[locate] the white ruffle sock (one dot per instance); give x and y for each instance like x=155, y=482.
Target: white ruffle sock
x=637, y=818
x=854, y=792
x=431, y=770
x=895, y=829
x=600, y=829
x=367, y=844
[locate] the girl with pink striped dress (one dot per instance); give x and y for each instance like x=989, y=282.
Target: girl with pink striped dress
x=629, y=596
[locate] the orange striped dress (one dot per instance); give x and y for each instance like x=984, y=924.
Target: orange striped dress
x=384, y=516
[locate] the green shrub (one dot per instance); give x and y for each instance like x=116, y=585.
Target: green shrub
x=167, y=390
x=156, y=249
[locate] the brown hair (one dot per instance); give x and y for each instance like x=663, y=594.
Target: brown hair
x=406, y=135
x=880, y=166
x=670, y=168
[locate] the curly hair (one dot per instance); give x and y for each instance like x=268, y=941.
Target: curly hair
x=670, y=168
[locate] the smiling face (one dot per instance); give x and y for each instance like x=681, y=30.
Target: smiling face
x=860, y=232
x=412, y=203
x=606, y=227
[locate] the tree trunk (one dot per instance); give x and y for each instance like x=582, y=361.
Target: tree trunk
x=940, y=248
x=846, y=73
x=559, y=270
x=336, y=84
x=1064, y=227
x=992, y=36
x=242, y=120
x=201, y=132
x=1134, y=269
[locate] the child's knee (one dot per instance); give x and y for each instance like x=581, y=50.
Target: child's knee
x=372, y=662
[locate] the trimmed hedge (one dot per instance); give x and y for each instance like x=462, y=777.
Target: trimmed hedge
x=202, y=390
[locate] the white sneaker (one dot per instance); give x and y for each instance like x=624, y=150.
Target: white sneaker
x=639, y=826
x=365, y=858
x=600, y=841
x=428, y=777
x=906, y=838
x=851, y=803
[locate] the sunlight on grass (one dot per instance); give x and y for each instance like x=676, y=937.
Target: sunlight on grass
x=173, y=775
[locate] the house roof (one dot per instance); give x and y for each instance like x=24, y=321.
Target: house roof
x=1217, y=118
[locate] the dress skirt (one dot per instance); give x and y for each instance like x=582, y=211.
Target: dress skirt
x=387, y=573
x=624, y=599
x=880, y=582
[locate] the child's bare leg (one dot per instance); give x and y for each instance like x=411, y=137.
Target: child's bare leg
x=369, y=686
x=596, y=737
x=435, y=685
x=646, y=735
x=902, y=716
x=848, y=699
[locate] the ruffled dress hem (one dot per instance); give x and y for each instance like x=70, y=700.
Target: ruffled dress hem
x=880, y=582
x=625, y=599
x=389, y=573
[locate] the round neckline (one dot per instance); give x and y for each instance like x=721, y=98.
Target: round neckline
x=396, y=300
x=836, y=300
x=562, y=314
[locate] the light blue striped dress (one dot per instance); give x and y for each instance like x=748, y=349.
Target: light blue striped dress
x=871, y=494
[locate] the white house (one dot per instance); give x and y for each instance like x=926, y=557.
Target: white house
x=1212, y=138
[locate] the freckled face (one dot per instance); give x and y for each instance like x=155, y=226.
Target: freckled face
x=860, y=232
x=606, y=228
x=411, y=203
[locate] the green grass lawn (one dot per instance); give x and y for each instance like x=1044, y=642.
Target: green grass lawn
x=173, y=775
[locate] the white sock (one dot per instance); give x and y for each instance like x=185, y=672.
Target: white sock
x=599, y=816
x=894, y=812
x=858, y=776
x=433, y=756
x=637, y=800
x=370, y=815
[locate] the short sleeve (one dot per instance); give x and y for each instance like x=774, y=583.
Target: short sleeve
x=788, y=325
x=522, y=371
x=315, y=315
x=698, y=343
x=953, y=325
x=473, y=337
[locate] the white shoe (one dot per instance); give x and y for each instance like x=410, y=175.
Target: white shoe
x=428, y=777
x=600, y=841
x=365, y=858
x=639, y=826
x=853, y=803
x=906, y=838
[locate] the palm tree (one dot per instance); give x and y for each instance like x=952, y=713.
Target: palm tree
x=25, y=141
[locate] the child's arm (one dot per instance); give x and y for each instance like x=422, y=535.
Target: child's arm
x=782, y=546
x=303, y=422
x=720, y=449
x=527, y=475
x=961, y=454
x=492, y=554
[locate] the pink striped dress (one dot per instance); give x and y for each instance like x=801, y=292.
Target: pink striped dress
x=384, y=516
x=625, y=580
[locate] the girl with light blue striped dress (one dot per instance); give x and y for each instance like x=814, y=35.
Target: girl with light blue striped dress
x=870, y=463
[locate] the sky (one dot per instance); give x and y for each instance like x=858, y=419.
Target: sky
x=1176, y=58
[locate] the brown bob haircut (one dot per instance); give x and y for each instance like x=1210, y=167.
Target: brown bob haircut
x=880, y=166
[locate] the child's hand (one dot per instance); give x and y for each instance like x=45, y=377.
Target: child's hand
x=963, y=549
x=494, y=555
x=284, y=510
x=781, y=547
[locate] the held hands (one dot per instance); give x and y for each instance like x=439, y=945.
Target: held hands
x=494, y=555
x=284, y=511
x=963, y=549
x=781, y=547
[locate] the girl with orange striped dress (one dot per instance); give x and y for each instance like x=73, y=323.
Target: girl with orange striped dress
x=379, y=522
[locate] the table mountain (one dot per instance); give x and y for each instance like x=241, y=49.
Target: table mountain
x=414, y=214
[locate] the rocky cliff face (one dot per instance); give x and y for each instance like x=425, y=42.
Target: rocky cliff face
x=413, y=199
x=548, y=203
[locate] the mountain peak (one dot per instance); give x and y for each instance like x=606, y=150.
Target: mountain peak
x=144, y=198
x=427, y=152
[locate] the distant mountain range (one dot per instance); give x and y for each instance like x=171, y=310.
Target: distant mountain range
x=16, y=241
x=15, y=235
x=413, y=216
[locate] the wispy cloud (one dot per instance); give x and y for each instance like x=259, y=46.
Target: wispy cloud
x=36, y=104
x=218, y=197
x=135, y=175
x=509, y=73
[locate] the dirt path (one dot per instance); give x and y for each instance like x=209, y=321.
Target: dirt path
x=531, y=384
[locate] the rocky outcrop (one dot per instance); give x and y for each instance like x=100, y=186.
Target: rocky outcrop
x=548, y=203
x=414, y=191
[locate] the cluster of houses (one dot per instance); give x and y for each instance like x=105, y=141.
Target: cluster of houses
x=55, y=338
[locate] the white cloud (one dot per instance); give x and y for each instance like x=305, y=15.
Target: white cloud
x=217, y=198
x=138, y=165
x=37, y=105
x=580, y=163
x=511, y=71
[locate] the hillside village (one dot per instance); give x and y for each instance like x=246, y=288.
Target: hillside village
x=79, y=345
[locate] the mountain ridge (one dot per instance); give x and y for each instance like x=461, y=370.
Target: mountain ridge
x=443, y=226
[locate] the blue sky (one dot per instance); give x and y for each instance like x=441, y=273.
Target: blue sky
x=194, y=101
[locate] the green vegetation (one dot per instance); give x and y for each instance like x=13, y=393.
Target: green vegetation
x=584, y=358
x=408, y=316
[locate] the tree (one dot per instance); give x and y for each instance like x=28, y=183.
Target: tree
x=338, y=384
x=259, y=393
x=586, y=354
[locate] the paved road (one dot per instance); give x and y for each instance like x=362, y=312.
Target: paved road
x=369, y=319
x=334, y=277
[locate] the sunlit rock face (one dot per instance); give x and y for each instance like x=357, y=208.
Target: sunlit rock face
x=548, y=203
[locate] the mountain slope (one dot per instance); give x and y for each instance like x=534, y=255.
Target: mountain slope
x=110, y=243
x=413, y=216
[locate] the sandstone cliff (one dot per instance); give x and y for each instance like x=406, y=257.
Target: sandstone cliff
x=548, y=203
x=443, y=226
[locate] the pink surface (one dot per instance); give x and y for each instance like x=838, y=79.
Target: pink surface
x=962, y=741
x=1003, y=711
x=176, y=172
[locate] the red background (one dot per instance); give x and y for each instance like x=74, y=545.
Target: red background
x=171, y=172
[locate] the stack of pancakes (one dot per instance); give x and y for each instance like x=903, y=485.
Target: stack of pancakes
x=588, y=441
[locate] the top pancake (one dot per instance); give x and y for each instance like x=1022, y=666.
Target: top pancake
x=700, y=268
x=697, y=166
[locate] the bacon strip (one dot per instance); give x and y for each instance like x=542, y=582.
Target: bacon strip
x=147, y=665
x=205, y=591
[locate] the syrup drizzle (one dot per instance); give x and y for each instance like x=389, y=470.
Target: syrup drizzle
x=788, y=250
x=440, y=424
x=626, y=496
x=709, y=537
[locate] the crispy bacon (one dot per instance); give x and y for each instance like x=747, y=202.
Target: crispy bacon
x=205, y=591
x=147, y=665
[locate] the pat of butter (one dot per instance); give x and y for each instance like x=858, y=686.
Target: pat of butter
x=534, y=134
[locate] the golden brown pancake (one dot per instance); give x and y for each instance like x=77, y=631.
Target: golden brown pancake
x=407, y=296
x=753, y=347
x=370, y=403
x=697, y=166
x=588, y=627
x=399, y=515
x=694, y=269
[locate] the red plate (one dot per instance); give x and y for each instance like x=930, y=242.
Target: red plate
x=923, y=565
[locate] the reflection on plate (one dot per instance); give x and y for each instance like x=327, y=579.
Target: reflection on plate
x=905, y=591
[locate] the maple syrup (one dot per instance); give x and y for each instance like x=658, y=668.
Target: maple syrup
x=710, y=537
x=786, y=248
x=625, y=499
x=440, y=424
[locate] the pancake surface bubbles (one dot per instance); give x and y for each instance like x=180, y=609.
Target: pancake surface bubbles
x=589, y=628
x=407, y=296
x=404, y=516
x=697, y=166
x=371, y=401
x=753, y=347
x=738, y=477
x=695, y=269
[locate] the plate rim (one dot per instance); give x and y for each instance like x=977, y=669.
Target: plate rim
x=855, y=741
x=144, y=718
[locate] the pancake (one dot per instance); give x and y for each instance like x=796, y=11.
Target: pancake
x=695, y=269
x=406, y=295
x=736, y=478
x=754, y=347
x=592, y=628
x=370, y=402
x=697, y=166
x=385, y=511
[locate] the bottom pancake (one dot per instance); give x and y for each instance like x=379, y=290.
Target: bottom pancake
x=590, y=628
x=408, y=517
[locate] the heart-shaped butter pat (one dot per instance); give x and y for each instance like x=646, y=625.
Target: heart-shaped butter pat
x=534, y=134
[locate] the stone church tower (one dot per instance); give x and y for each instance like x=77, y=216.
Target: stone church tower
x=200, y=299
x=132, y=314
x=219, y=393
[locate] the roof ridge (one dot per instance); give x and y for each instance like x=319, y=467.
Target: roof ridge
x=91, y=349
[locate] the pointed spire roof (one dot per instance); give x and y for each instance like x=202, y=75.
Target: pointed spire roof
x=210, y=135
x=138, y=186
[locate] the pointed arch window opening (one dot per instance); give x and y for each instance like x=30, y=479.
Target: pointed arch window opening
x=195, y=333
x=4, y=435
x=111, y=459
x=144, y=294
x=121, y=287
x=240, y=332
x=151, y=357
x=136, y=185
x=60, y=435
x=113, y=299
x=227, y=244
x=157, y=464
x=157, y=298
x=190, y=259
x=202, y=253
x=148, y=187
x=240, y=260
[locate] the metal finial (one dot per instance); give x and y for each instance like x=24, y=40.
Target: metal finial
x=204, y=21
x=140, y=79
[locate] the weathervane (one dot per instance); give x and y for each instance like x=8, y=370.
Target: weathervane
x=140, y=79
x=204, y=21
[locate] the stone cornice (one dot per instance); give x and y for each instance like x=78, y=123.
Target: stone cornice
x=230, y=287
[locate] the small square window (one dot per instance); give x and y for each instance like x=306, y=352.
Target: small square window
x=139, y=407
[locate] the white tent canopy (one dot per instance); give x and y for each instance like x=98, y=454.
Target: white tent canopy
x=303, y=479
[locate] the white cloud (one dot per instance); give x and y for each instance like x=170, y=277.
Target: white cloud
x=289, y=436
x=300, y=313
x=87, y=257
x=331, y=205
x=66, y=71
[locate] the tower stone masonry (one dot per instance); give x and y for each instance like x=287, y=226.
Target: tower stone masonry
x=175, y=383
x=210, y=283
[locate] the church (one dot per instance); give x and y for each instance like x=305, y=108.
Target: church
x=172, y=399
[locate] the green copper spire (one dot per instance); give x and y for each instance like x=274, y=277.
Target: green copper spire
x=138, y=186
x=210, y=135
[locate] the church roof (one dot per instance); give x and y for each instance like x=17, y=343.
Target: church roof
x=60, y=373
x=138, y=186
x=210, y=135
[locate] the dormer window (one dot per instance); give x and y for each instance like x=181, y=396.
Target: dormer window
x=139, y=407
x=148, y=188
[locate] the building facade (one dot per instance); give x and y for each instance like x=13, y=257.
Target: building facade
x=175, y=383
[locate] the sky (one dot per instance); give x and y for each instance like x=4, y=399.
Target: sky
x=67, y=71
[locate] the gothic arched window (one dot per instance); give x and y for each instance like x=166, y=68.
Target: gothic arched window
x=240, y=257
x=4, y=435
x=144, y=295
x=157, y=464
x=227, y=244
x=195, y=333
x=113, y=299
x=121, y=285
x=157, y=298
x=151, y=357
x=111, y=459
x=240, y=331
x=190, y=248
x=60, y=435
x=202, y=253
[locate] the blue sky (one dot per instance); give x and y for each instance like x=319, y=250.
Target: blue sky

━━━

Exercise instructions: Within the material above, extract exactly the lines that start at the line containing "Target: top pancake" and stop after the line containing "[locate] the golden", and only those.

Response to the task:
Target: top pancake
x=700, y=268
x=697, y=166
[locate] the bacon strip (one dot per instance); give x and y for each instance like x=542, y=582.
Target: bacon strip
x=147, y=665
x=205, y=591
[locate] the syrup drizzle (one dot per instance); give x and y for each instance like x=389, y=470.
Target: syrup drizzle
x=788, y=250
x=440, y=424
x=626, y=496
x=709, y=537
[locate] the crispy bacon (one dot per instance); give x and y for each instance like x=747, y=202.
Target: crispy bacon
x=205, y=591
x=147, y=665
[locate] the pat of butter (one dot per instance); give x and y for each instance like x=858, y=686.
Target: pat of butter
x=534, y=134
[locate] the golden brown pancake (one dot per instance); give x and y for each instance like x=77, y=631.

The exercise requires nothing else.